What to do —
(1) In the passage about early home computers, how much RAM did the Atari 600XL come with?
(2) Please carry on the passage about early home computers and programming from the point where it stops.

Even so, when I did go back to school full-time, in 1978, it was in biology, with the half-hearted intention of switching into engineering after completing my bachelor's degree. I've never really regretted my foray into biology, because without it I might never have found my way to (the layman's version of) systems theory, from which I gleaned a few key concepts, including that of an open system, emergence, and the elusive idea of a strange attractor.

All of this had nothing at all to do with what I was doing for a living at the time. So, shifting gears...

The first computer I actually owned was an Atari 600XL (Great keyboard!), which came with just 16 kilobytes of RAM, but I also purchased the external module that increased that to 64 kilobytes and a 300 baud modem, which I used to connect to a mainframe at the local university so I could work online and file programs for a course in Pascal.

Next I moved up to the Atari 1040 ST, and bought the developer's kit (Mark Williams C), but made the mistake of getting the lower resolution color screen instead of the higher resolution grayscale screen, so coding was difficult, and I was unfamiliar both with C and with operating system APIs in general and GEM/TOS in particular (DRI's Graphics Environment Manager and Tramiel Operating System after Jack Tramiel who'd purchased Atari). I did learn a bit, but it was overwhelming, and I ended up selling that machine, including the dev kit, and switching to MS-DOS running on an Epson computer for my next go-round.

As I recall, I used that machine for both a class in data structures, using Pascal, and an accelerated course in C, but that whole period is a blur for me, so I might have the details wrong. I do remember owning a copy of Turbo C for it.

Next came an Amiga 500, which made the Epson superfluous, followed by an Amiga 3000, which made the 500 superfluous. I got the 3000 because I had this idea for a program I wanted to write. There was also a dongle involved, the name of which I don't remember, that converted the Amiga's video output to a standard SD video signal, recordable on VHS. In any case, as with my early attempts at programming the Atari ST, this project involved programming in C using operating system APIs, but this time I had a clue about C and the available documentation was much better!

This project involved first creating a map from code, then scrolling it around (similar to how UIScrollView works in iOS) while the mouse cursor, positioned in the middle of the screen, traced out a path. To avoid artifacts, and as a means of establishing pacing, the map scrolling had to be done during the vertical blank, the time when the electron beam in the monitor moved back from the bottom to the top. I don't clearly recall how this worked, but it probably involved creating a callback function and passing a pointer to that to the OS, so it would be called when the vertical blank happened. In any case, this was my first exposure to time-constrained (real-time) processing.

Records provided —
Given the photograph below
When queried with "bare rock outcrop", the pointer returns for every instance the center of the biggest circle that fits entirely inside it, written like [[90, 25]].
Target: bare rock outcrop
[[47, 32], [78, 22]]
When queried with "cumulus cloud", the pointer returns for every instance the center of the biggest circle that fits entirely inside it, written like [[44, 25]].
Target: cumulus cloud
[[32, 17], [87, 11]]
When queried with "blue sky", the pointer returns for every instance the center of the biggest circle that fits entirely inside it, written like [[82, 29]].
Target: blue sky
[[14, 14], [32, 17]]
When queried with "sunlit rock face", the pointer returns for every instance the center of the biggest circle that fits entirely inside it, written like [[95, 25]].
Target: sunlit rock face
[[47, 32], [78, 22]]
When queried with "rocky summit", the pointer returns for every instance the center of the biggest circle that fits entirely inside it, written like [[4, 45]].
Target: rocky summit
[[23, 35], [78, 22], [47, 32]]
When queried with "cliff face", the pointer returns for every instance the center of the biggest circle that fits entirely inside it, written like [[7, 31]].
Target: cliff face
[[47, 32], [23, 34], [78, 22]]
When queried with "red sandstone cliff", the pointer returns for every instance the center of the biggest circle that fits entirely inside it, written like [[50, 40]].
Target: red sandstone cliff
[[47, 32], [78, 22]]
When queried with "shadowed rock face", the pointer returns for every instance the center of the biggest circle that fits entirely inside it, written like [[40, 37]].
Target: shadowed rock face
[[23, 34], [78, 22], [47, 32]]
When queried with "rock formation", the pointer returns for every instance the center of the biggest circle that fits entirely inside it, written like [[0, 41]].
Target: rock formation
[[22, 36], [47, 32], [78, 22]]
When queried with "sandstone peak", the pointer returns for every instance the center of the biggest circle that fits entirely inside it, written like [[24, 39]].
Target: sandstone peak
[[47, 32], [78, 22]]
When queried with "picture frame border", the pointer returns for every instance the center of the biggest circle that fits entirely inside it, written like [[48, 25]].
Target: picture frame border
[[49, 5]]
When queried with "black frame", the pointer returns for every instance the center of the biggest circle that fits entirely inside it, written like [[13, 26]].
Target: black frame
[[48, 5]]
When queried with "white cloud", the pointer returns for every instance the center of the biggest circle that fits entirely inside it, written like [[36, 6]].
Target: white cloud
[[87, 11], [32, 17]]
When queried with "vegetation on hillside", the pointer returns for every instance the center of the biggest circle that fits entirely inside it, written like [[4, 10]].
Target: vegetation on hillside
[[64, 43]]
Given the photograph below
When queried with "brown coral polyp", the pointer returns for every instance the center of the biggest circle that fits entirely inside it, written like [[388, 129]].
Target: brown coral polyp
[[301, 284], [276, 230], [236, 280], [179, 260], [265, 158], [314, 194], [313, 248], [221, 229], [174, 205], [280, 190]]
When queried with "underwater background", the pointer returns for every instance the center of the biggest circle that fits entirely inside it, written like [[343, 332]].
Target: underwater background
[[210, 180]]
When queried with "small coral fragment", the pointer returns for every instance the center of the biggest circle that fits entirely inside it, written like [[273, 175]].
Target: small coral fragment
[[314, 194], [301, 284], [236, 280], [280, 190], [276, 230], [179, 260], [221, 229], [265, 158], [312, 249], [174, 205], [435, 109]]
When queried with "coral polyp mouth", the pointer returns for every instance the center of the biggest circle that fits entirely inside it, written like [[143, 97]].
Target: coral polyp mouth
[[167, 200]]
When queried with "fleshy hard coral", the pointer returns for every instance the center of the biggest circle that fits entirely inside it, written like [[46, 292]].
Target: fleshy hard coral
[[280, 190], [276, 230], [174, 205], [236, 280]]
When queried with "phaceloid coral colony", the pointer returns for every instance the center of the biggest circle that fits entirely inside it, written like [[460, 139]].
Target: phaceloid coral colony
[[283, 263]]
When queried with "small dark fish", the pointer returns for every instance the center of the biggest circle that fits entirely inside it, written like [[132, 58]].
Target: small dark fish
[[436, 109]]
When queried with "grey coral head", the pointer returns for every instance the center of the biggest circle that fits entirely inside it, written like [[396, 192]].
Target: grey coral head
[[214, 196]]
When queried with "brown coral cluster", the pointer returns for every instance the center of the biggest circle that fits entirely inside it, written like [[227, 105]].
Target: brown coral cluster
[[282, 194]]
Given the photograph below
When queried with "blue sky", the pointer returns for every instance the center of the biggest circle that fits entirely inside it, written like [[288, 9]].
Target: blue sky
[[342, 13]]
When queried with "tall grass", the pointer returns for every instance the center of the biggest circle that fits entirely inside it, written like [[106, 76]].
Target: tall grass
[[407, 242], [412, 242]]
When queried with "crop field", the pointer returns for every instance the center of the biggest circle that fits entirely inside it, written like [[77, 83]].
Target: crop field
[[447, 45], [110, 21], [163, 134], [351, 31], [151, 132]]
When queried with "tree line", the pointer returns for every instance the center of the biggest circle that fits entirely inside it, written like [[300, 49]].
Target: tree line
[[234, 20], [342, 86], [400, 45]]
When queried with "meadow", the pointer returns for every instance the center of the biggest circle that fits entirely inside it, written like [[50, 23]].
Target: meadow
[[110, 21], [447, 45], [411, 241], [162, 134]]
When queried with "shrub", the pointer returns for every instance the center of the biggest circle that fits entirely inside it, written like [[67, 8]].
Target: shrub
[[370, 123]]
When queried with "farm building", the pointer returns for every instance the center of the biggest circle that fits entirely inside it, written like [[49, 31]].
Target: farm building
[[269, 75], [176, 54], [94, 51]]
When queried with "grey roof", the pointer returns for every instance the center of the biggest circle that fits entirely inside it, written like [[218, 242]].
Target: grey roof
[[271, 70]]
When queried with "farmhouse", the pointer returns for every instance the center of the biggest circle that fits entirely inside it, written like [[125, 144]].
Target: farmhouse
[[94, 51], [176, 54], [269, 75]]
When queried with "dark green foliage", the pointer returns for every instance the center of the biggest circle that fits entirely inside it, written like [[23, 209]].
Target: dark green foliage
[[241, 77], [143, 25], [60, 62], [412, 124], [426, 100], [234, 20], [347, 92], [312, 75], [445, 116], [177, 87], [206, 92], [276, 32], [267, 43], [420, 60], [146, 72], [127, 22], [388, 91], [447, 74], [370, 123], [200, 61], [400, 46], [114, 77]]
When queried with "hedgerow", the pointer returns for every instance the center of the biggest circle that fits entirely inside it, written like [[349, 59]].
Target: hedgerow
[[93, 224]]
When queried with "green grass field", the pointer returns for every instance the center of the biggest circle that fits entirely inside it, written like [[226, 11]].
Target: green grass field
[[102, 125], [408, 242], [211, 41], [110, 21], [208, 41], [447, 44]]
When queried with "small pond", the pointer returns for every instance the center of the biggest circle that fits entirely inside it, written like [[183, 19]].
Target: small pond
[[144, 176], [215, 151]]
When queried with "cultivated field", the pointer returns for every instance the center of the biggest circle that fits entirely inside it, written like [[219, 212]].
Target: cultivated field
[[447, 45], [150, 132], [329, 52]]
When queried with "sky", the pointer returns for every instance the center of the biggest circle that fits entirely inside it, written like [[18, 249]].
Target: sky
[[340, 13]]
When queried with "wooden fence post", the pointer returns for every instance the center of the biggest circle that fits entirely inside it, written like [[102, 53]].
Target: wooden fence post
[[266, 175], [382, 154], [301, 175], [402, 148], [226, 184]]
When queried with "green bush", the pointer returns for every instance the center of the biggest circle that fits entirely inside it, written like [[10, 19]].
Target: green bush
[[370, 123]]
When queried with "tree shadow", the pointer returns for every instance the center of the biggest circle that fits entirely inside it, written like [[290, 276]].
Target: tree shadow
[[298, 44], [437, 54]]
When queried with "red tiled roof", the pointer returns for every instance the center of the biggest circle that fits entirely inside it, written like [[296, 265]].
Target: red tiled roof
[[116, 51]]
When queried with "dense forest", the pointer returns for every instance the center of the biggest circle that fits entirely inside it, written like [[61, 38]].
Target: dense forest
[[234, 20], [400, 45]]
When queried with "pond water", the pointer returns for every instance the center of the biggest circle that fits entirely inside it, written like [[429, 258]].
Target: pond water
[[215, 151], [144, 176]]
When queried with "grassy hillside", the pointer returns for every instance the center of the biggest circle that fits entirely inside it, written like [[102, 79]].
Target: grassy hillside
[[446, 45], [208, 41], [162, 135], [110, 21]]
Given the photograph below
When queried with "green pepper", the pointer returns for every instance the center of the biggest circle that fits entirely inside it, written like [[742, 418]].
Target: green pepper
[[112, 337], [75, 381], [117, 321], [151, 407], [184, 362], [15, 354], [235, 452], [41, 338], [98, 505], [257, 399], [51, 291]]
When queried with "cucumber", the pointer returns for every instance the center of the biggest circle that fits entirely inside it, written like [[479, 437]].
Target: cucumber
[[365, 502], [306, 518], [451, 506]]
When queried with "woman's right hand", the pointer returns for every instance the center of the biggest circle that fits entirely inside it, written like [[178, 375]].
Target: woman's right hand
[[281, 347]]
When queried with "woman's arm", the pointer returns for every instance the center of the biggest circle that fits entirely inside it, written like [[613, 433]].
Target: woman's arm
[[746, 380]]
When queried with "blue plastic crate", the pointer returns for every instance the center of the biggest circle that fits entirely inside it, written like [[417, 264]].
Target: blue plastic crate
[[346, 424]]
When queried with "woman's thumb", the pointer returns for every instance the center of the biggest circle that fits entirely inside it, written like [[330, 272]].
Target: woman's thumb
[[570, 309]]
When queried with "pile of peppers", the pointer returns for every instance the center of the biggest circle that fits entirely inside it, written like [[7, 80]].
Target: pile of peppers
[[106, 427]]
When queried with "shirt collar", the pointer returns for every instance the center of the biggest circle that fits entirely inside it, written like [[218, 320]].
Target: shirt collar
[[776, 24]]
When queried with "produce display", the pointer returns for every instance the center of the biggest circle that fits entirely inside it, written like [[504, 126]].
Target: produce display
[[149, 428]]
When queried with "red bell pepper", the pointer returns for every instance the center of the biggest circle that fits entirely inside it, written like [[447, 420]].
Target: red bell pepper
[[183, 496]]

---

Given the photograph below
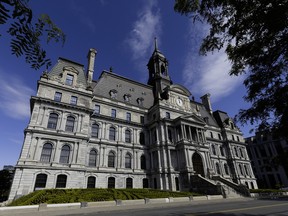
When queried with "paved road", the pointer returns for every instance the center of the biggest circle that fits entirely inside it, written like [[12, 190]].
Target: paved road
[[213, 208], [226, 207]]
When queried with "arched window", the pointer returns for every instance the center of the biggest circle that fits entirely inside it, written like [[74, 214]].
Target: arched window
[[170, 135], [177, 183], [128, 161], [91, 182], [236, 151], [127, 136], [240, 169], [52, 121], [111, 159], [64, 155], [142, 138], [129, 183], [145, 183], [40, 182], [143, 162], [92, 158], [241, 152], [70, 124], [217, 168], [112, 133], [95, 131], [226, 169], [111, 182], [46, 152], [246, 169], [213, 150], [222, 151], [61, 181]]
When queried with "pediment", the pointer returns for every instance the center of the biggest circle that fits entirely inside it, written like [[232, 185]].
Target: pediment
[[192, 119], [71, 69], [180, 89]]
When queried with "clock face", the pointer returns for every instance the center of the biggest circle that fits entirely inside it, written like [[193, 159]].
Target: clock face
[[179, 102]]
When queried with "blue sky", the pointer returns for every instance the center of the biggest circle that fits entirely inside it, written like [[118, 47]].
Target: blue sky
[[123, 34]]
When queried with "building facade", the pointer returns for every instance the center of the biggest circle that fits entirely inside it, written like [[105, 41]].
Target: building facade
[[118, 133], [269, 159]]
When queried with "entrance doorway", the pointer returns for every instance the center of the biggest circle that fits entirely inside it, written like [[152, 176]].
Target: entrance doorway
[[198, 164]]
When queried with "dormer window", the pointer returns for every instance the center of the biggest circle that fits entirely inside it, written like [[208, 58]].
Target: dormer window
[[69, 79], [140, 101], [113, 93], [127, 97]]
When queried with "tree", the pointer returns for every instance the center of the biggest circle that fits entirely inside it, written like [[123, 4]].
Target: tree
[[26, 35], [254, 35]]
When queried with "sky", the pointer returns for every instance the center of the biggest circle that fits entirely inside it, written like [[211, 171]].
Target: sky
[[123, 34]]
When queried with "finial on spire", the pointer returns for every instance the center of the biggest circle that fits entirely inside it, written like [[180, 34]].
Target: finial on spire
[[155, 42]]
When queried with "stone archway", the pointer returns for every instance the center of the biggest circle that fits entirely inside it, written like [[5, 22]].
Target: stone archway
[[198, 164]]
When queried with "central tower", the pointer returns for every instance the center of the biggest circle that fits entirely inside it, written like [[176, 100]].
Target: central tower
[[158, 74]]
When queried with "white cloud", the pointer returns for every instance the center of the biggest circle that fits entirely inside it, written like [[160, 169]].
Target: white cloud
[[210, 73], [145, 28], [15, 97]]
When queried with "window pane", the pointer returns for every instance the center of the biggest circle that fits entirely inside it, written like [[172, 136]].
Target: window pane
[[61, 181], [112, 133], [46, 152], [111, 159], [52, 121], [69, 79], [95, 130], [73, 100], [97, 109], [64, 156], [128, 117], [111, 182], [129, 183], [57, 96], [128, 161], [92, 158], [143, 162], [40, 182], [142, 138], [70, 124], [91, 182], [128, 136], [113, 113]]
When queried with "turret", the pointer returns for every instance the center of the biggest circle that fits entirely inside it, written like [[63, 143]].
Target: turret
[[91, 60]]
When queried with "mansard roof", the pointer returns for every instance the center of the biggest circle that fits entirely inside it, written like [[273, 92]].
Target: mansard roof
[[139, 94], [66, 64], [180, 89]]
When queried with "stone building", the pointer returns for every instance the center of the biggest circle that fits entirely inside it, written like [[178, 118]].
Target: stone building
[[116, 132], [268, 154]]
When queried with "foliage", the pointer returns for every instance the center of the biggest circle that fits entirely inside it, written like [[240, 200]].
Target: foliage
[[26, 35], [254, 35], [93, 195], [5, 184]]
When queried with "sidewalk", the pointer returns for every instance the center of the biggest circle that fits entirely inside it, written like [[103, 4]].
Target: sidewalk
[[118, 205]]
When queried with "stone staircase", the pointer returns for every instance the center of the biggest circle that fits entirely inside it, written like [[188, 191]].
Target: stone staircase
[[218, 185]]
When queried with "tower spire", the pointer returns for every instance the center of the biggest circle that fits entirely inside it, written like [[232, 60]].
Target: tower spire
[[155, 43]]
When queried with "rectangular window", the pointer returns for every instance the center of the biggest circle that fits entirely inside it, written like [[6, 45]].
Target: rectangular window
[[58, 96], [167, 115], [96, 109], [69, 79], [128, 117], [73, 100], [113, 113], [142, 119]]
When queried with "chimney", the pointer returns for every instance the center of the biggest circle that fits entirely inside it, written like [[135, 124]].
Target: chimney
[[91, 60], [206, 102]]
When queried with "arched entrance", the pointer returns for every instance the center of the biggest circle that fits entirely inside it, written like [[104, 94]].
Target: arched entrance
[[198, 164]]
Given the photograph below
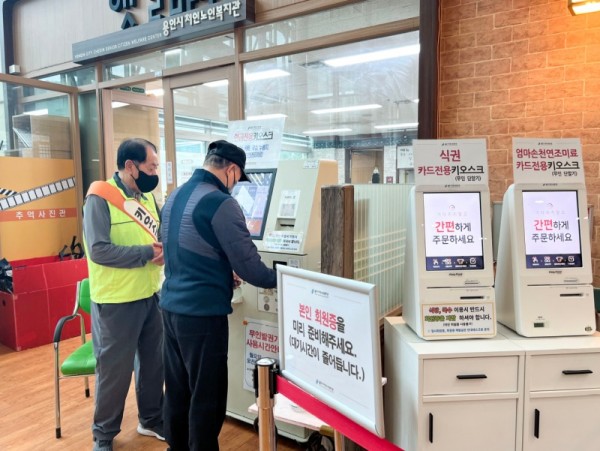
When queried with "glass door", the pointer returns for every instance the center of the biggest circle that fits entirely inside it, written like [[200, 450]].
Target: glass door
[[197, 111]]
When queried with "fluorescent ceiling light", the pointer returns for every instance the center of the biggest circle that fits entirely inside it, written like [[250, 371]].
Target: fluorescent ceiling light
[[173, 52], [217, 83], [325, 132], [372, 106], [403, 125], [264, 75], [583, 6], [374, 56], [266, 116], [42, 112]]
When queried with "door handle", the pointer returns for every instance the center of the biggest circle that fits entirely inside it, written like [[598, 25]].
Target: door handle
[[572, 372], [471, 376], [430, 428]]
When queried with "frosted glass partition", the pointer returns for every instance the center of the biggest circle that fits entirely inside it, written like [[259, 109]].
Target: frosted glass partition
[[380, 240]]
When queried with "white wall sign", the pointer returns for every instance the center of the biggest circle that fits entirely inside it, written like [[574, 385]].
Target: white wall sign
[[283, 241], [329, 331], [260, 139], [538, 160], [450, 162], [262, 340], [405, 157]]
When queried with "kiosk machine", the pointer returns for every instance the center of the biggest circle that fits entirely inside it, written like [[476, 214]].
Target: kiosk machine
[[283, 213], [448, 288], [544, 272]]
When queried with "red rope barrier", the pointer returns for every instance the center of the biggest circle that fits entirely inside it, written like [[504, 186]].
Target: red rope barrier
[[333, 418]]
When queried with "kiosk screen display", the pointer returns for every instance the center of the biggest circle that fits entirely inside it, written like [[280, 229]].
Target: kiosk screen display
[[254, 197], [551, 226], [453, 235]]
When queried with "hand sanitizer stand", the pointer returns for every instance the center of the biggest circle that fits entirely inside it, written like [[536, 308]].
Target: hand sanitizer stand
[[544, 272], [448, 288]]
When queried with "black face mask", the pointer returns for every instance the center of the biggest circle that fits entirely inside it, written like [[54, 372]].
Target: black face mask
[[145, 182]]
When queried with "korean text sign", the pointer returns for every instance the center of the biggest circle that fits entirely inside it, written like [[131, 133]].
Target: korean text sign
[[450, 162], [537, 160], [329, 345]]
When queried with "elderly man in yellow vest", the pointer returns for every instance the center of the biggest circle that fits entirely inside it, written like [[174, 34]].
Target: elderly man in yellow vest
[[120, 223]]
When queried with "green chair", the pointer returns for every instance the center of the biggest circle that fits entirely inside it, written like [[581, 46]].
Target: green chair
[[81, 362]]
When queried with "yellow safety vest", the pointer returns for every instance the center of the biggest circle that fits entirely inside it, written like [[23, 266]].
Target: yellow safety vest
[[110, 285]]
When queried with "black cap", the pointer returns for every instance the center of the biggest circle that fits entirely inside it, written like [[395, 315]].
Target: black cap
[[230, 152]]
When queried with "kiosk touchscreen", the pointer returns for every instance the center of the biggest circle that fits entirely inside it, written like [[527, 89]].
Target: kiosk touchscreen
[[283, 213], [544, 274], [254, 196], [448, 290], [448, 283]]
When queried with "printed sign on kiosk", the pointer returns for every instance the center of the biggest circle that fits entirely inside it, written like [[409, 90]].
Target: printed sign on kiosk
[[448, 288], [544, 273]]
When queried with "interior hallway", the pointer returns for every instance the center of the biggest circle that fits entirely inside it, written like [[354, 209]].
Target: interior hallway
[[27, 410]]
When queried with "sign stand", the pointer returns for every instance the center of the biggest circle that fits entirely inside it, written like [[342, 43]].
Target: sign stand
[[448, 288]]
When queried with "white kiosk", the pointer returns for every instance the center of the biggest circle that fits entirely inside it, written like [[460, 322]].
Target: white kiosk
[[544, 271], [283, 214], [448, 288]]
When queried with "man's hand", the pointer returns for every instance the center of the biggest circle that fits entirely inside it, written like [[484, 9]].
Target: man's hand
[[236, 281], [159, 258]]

Task results —
(1) 16 kilobytes.

(2)
I might have a hard time proving this, since, if I do still have the code for it squirreled away somewhere, it's probably on an Amiga-formatted floppy disk, but that program did work, and I was able to make a video recording. I was not, however, successful in getting anyone else interested it the project, so I also lost interest. At the same time, my interest in Amiga as a platform was ebbing. I'd recognized the limitations (in the absence of scale and adequate investment) of their custom-hardware approach, and was ready to jump ship.

I nearly forgot one chapter of this story, which was that I replaced the Amiga with one of the original Pentium machines, a Packard Bell Legend 100, as I recall, which came with Windows For Workgroups and a ridiculous graphical wrapper. It had an optical drive as well as a hard disk and a couple of floppy drives. This was a machine I could reasonably have used for development, but my heart wasn't in it, and this was at the time when the web was taking off. I picked up a bit of HTML, but otherwise mainly used that machine as a fancy terminal emulator.

I'd been casually following Steve Jobs's NeXT since the beginning, and around the time of Apple's 'acquisition' of NeXT I donated the Pentium, then, soon after that, switched up my whole situation, which was disruptive, so it wasn't until the iMac came along that I again owned a computer, and even longer before I got into Mac programming. But that's another story, for another time.

Saturday, January 12, 2019

The Three Phases of Real-time Code

Think of this as a novice's understanding, if you like. I make no claim to being any sort of expert, certainly not an expert in real-time coding, but I do have a tiny bit of experience, and have used this pattern, even if not quite intentionally.

First there's what you can do before the real-time code runs, to smooth the way for it and minimize the amount of work that has to be done by real-time code. In my own projects, this has mainly meant creating a precomputed table of sine values, enabling the calculation of sound samples based on sines via simple table lookups, but anything you can do ahead of time that results in fewer cpu cycles to accomplish real-time work is helpful.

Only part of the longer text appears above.